Count the lines in the material below that contain the string "query", and reply with that number alone.

= = = =

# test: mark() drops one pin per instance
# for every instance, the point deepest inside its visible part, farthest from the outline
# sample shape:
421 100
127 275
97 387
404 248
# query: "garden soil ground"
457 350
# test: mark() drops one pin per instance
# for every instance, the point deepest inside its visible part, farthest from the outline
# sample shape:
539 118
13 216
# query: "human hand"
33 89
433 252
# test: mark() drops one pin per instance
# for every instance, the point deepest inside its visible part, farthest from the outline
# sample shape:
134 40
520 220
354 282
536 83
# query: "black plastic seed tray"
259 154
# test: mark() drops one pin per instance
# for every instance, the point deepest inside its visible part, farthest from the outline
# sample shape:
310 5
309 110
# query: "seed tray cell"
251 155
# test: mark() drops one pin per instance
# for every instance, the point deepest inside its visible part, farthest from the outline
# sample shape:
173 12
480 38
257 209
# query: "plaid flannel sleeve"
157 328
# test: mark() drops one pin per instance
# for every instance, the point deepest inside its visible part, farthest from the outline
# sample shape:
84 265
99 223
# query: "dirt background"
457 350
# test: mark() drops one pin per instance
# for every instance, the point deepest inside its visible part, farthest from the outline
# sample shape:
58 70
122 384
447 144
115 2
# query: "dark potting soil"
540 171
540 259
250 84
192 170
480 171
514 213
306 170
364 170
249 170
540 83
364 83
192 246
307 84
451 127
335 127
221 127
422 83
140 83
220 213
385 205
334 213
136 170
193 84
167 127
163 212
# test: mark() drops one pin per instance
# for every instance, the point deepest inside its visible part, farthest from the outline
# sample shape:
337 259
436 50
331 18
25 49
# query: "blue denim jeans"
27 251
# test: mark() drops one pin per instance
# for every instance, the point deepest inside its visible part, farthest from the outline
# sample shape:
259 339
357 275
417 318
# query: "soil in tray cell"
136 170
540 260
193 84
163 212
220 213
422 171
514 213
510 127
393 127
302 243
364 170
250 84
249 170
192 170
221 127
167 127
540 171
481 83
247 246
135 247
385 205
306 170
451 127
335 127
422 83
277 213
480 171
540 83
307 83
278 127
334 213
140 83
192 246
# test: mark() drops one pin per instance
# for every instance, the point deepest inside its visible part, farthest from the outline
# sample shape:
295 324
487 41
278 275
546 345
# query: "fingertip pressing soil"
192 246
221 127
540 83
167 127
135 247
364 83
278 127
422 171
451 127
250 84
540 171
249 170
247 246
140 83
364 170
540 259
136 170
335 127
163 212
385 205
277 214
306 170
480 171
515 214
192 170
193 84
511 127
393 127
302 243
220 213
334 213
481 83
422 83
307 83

= = = =

[Problem solution] 10